■ **YOUR TASK**
Print each line exactly as it is given.

━━ MATERIAL FOR THIS EXERCISE ━━

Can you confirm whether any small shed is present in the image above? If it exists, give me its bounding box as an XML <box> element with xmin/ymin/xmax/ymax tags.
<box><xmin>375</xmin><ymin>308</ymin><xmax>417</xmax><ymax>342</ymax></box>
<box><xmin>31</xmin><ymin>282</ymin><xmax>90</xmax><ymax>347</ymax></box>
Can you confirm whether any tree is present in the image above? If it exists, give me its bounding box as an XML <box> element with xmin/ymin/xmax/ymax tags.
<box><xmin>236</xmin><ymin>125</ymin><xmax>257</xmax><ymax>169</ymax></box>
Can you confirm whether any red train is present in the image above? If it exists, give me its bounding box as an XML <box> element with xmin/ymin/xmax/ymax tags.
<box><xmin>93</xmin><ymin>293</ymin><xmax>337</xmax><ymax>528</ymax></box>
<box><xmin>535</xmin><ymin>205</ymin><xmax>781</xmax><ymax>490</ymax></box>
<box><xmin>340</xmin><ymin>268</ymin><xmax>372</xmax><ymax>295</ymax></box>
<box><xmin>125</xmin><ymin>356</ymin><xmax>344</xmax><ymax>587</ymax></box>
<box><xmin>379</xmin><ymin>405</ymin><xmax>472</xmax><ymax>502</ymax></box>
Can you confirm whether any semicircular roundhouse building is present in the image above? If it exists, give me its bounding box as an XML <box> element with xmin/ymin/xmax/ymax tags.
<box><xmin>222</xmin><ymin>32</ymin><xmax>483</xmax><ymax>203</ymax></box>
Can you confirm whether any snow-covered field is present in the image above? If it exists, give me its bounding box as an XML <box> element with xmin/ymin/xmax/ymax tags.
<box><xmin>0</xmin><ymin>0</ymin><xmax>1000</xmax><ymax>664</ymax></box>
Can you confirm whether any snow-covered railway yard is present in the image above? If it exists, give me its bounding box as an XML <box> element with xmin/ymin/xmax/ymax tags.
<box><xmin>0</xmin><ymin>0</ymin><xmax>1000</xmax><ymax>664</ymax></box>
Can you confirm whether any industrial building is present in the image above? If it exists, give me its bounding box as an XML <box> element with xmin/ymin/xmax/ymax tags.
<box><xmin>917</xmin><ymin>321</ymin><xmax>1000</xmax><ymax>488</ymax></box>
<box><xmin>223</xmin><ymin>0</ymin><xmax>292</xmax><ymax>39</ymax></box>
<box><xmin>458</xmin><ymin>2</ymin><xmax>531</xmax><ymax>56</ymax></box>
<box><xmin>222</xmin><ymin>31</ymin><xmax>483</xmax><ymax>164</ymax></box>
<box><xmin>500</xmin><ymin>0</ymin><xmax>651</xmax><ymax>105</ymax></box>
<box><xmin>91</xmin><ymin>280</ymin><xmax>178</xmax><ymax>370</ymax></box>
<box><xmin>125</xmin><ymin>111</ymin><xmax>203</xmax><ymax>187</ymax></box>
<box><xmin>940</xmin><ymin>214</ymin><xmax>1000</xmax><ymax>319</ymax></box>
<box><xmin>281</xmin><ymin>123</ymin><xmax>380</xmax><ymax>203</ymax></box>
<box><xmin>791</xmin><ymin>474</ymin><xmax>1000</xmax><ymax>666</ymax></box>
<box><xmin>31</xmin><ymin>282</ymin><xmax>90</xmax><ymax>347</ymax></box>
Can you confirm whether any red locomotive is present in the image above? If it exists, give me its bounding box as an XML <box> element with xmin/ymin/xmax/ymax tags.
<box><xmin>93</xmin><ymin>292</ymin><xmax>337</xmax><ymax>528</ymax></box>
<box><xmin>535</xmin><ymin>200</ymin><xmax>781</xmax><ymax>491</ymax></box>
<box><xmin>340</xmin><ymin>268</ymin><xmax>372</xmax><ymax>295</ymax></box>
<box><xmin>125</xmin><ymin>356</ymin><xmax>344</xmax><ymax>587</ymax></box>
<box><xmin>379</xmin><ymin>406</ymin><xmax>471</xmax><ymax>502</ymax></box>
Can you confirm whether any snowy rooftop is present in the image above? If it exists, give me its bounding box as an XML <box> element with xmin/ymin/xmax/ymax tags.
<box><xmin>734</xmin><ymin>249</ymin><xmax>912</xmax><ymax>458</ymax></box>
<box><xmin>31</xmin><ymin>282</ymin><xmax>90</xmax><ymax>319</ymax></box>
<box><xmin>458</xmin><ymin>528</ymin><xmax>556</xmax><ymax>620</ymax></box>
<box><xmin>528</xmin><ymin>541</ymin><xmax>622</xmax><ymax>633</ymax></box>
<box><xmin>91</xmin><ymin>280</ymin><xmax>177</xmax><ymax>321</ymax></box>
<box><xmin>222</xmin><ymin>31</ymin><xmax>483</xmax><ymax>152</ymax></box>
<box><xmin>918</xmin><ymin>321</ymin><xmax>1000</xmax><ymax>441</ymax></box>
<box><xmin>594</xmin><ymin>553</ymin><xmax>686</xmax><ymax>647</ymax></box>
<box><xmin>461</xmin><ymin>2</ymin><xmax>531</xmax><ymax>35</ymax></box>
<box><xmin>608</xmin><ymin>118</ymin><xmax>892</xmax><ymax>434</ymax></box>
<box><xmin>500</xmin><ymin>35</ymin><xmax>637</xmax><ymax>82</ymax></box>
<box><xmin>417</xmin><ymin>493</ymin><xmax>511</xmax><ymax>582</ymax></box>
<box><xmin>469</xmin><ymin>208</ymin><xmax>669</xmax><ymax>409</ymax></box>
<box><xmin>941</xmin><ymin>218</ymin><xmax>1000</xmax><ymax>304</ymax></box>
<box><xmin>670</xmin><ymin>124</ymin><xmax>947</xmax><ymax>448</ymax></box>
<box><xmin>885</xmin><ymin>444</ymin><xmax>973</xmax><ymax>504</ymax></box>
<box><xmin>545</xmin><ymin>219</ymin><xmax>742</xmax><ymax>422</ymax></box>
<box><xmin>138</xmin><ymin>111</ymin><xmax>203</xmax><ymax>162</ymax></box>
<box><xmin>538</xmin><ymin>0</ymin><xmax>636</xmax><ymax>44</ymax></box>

━━━

■ **CORRECT RESPONSE**
Can you confirm whether any small shed is present in the image above? If it exists, give me its bounding box as an XML <box> element with xmin/ymin/xmax/ymax tags.
<box><xmin>375</xmin><ymin>308</ymin><xmax>417</xmax><ymax>342</ymax></box>
<box><xmin>31</xmin><ymin>282</ymin><xmax>90</xmax><ymax>347</ymax></box>
Can you confirm whether any tree is present in the image above? If it exists, give me its bounding box as an XML <box> element with xmin/ymin/xmax/ymax tags.
<box><xmin>236</xmin><ymin>125</ymin><xmax>257</xmax><ymax>169</ymax></box>
Can you confirm whether any red train is present in the image above? If it exists, give me its bounding box as an XML <box> element with xmin/ymin/xmax/ymax tags.
<box><xmin>93</xmin><ymin>293</ymin><xmax>337</xmax><ymax>528</ymax></box>
<box><xmin>535</xmin><ymin>205</ymin><xmax>781</xmax><ymax>490</ymax></box>
<box><xmin>340</xmin><ymin>268</ymin><xmax>372</xmax><ymax>295</ymax></box>
<box><xmin>125</xmin><ymin>356</ymin><xmax>344</xmax><ymax>587</ymax></box>
<box><xmin>379</xmin><ymin>405</ymin><xmax>472</xmax><ymax>502</ymax></box>
Can you confirm whether any semicircular roundhouse building is present in the image above? If it exists, give me its bounding box as an XML <box> element with xmin/ymin/xmax/ymax tags.
<box><xmin>222</xmin><ymin>32</ymin><xmax>483</xmax><ymax>203</ymax></box>
Can you confirm whether any snow-covered field is present in the image above? If it exists, give me its bounding box as an XML <box> element with xmin/ymin/xmax/ymax tags.
<box><xmin>0</xmin><ymin>0</ymin><xmax>1000</xmax><ymax>664</ymax></box>
Can you confirm whether any snow-covered railway yard is present in the image above? If it exists, give me its bounding box as an XML <box> element with xmin/ymin/xmax/ymax tags.
<box><xmin>0</xmin><ymin>0</ymin><xmax>1000</xmax><ymax>664</ymax></box>
Can you confirm whether any industrial building is present in the image above? If it exists, give me its bounding box as an XML <box> element with xmin/ymin/xmax/ymax tags.
<box><xmin>917</xmin><ymin>321</ymin><xmax>1000</xmax><ymax>488</ymax></box>
<box><xmin>223</xmin><ymin>0</ymin><xmax>292</xmax><ymax>39</ymax></box>
<box><xmin>458</xmin><ymin>2</ymin><xmax>531</xmax><ymax>56</ymax></box>
<box><xmin>222</xmin><ymin>31</ymin><xmax>483</xmax><ymax>164</ymax></box>
<box><xmin>500</xmin><ymin>0</ymin><xmax>651</xmax><ymax>105</ymax></box>
<box><xmin>91</xmin><ymin>280</ymin><xmax>178</xmax><ymax>370</ymax></box>
<box><xmin>125</xmin><ymin>111</ymin><xmax>203</xmax><ymax>187</ymax></box>
<box><xmin>940</xmin><ymin>214</ymin><xmax>1000</xmax><ymax>319</ymax></box>
<box><xmin>281</xmin><ymin>123</ymin><xmax>380</xmax><ymax>203</ymax></box>
<box><xmin>791</xmin><ymin>474</ymin><xmax>1000</xmax><ymax>666</ymax></box>
<box><xmin>31</xmin><ymin>282</ymin><xmax>90</xmax><ymax>347</ymax></box>
Can you confirm whether any red locomotive is present in the image above? If it exists, give me its bounding box as an XML <box> element with xmin/ymin/xmax/ymax tags.
<box><xmin>93</xmin><ymin>292</ymin><xmax>337</xmax><ymax>528</ymax></box>
<box><xmin>535</xmin><ymin>200</ymin><xmax>781</xmax><ymax>491</ymax></box>
<box><xmin>340</xmin><ymin>268</ymin><xmax>372</xmax><ymax>295</ymax></box>
<box><xmin>125</xmin><ymin>356</ymin><xmax>344</xmax><ymax>587</ymax></box>
<box><xmin>379</xmin><ymin>406</ymin><xmax>471</xmax><ymax>502</ymax></box>
Can you confirm whether any snowy rooftop is present in the image above? If it exists, give me its bounding box as an XML <box> element with xmin/ymin/xmax/ymax tags.
<box><xmin>734</xmin><ymin>249</ymin><xmax>912</xmax><ymax>458</ymax></box>
<box><xmin>31</xmin><ymin>282</ymin><xmax>90</xmax><ymax>319</ymax></box>
<box><xmin>458</xmin><ymin>528</ymin><xmax>556</xmax><ymax>620</ymax></box>
<box><xmin>528</xmin><ymin>541</ymin><xmax>622</xmax><ymax>633</ymax></box>
<box><xmin>91</xmin><ymin>280</ymin><xmax>177</xmax><ymax>321</ymax></box>
<box><xmin>222</xmin><ymin>31</ymin><xmax>483</xmax><ymax>152</ymax></box>
<box><xmin>918</xmin><ymin>321</ymin><xmax>1000</xmax><ymax>441</ymax></box>
<box><xmin>594</xmin><ymin>553</ymin><xmax>686</xmax><ymax>647</ymax></box>
<box><xmin>461</xmin><ymin>2</ymin><xmax>531</xmax><ymax>35</ymax></box>
<box><xmin>608</xmin><ymin>118</ymin><xmax>892</xmax><ymax>434</ymax></box>
<box><xmin>500</xmin><ymin>35</ymin><xmax>637</xmax><ymax>82</ymax></box>
<box><xmin>417</xmin><ymin>493</ymin><xmax>511</xmax><ymax>582</ymax></box>
<box><xmin>469</xmin><ymin>208</ymin><xmax>669</xmax><ymax>409</ymax></box>
<box><xmin>941</xmin><ymin>218</ymin><xmax>1000</xmax><ymax>304</ymax></box>
<box><xmin>670</xmin><ymin>124</ymin><xmax>947</xmax><ymax>448</ymax></box>
<box><xmin>885</xmin><ymin>444</ymin><xmax>973</xmax><ymax>504</ymax></box>
<box><xmin>545</xmin><ymin>219</ymin><xmax>742</xmax><ymax>422</ymax></box>
<box><xmin>138</xmin><ymin>111</ymin><xmax>203</xmax><ymax>162</ymax></box>
<box><xmin>538</xmin><ymin>0</ymin><xmax>636</xmax><ymax>44</ymax></box>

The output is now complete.